Tujuan a — Kumpulkan semua baris entri yang mengandung kata "paper", lalu salin baris-baris itu tanpa perubahan.

Bin Idris merupakan album penting dalam musik Indonesia masa kini, refleksi bahwa ada hal penting yang lebih esensial dari sensasi, yaitu menjaga kemurnian dalam berkarya. Seluruh lagu dalam album Bin Idris patut disimak. Haikal Azizi dalam Bin Idris adalah remang-remang kota, menidurkan sekaligus membuat resah!
6. Raisa - Handmade

Sampul Album Handmade (Foto: Youtube)
Handmade merupakan album pertama Raisa setelah lepas dari label besar. Inilah momen bagi Raisa untuk melanggar tapal batas. Hasilnya luar biasa, Raisa terbukti mampu meracik apa yang terbaik untuk dirinya. Mulai dari pemilihan produser (Rayendra Sunito, dan Marco Steffiano), juga proses penulisan lagu. Handmade turut berkontribusi terhadap kemenangan besar Raisa dalam ajang Anugerah Musik Indonesia (AMI) Awards 2016, dengan hasil sembilan trofi. Membuat Raisa jadi musisi dengan piala AMI Awards terbanyak pada tahun ini.

Entri Tersedia —

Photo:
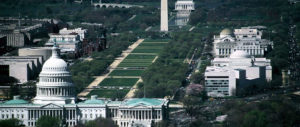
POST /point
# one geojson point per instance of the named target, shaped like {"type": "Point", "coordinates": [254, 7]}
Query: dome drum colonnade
{"type": "Point", "coordinates": [55, 81]}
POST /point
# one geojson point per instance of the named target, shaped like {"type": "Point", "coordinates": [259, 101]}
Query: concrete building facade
{"type": "Point", "coordinates": [246, 39]}
{"type": "Point", "coordinates": [227, 76]}
{"type": "Point", "coordinates": [56, 97]}
{"type": "Point", "coordinates": [45, 52]}
{"type": "Point", "coordinates": [164, 25]}
{"type": "Point", "coordinates": [81, 32]}
{"type": "Point", "coordinates": [184, 9]}
{"type": "Point", "coordinates": [23, 68]}
{"type": "Point", "coordinates": [67, 43]}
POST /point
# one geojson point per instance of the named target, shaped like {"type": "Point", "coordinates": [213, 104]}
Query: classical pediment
{"type": "Point", "coordinates": [140, 105]}
{"type": "Point", "coordinates": [227, 39]}
{"type": "Point", "coordinates": [51, 106]}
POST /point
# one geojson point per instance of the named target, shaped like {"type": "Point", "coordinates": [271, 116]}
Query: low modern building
{"type": "Point", "coordinates": [36, 51]}
{"type": "Point", "coordinates": [81, 32]}
{"type": "Point", "coordinates": [184, 9]}
{"type": "Point", "coordinates": [67, 43]}
{"type": "Point", "coordinates": [23, 68]}
{"type": "Point", "coordinates": [56, 97]}
{"type": "Point", "coordinates": [246, 39]}
{"type": "Point", "coordinates": [3, 44]}
{"type": "Point", "coordinates": [19, 34]}
{"type": "Point", "coordinates": [227, 76]}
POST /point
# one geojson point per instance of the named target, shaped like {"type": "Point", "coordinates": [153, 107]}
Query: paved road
{"type": "Point", "coordinates": [117, 61]}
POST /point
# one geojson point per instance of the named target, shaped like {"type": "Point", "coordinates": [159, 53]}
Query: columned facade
{"type": "Point", "coordinates": [56, 97]}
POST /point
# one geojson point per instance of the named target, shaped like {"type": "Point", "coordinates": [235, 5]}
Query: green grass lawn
{"type": "Point", "coordinates": [152, 44]}
{"type": "Point", "coordinates": [126, 73]}
{"type": "Point", "coordinates": [109, 93]}
{"type": "Point", "coordinates": [156, 40]}
{"type": "Point", "coordinates": [146, 50]}
{"type": "Point", "coordinates": [138, 56]}
{"type": "Point", "coordinates": [136, 64]}
{"type": "Point", "coordinates": [118, 82]}
{"type": "Point", "coordinates": [149, 47]}
{"type": "Point", "coordinates": [137, 60]}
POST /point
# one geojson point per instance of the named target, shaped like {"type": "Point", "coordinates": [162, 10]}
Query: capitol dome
{"type": "Point", "coordinates": [226, 32]}
{"type": "Point", "coordinates": [55, 84]}
{"type": "Point", "coordinates": [239, 54]}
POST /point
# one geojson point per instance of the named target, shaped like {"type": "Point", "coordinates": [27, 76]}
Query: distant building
{"type": "Point", "coordinates": [184, 9]}
{"type": "Point", "coordinates": [36, 51]}
{"type": "Point", "coordinates": [23, 68]}
{"type": "Point", "coordinates": [229, 75]}
{"type": "Point", "coordinates": [55, 97]}
{"type": "Point", "coordinates": [67, 43]}
{"type": "Point", "coordinates": [184, 5]}
{"type": "Point", "coordinates": [18, 36]}
{"type": "Point", "coordinates": [245, 39]}
{"type": "Point", "coordinates": [81, 32]}
{"type": "Point", "coordinates": [3, 44]}
{"type": "Point", "coordinates": [164, 25]}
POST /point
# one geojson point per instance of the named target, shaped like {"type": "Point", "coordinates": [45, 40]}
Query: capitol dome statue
{"type": "Point", "coordinates": [55, 84]}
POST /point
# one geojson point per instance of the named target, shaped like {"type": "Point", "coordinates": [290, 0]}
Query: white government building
{"type": "Point", "coordinates": [247, 39]}
{"type": "Point", "coordinates": [56, 97]}
{"type": "Point", "coordinates": [68, 40]}
{"type": "Point", "coordinates": [184, 9]}
{"type": "Point", "coordinates": [227, 76]}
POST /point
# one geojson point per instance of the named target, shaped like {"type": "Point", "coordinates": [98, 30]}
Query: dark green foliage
{"type": "Point", "coordinates": [48, 121]}
{"type": "Point", "coordinates": [118, 82]}
{"type": "Point", "coordinates": [107, 93]}
{"type": "Point", "coordinates": [278, 112]}
{"type": "Point", "coordinates": [166, 75]}
{"type": "Point", "coordinates": [10, 123]}
{"type": "Point", "coordinates": [126, 73]}
{"type": "Point", "coordinates": [83, 71]}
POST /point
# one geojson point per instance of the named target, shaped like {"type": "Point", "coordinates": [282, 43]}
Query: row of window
{"type": "Point", "coordinates": [7, 116]}
{"type": "Point", "coordinates": [65, 79]}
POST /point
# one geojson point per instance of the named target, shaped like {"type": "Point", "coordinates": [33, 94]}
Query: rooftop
{"type": "Point", "coordinates": [144, 101]}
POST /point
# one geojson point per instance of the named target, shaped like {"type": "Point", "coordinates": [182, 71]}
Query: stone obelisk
{"type": "Point", "coordinates": [164, 16]}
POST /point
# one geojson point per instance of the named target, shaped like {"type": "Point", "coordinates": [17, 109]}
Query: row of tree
{"type": "Point", "coordinates": [83, 71]}
{"type": "Point", "coordinates": [168, 73]}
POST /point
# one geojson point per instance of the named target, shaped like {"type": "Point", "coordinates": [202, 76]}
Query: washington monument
{"type": "Point", "coordinates": [164, 15]}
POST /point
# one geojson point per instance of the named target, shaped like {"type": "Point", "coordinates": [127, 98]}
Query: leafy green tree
{"type": "Point", "coordinates": [255, 118]}
{"type": "Point", "coordinates": [48, 121]}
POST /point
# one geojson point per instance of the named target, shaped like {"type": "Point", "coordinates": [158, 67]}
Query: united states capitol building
{"type": "Point", "coordinates": [56, 97]}
{"type": "Point", "coordinates": [247, 39]}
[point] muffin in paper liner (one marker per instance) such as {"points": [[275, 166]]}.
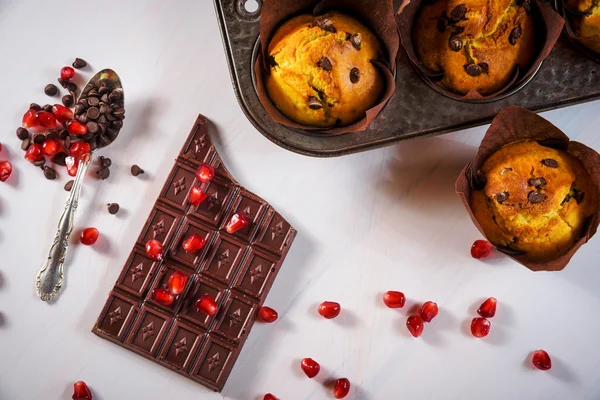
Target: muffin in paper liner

Tujuan b —
Jawab pertanyaan berikut berdasarkan ulasan album di atas.
(i) Menurut ulasan album, hal apa yang lebih esensial dari sensasi?
(ii) Siapa saja produser yang dipilih Raisa untuk Handmade?
(iii) Berapa trofi yang diraih Raisa di Anugerah Musik Indonesia (AMI) Awards 2016?

Penyelesaian a —
[point] muffin in paper liner (one marker per instance) such as {"points": [[275, 166]]}.
Target: muffin in paper liner

Penyelesaian b —
(i) Menjaga kemurnian dalam berkarya.
(ii) Rayendra Sunito dan Marco Steffiano.
(iii) Sembilan trofi.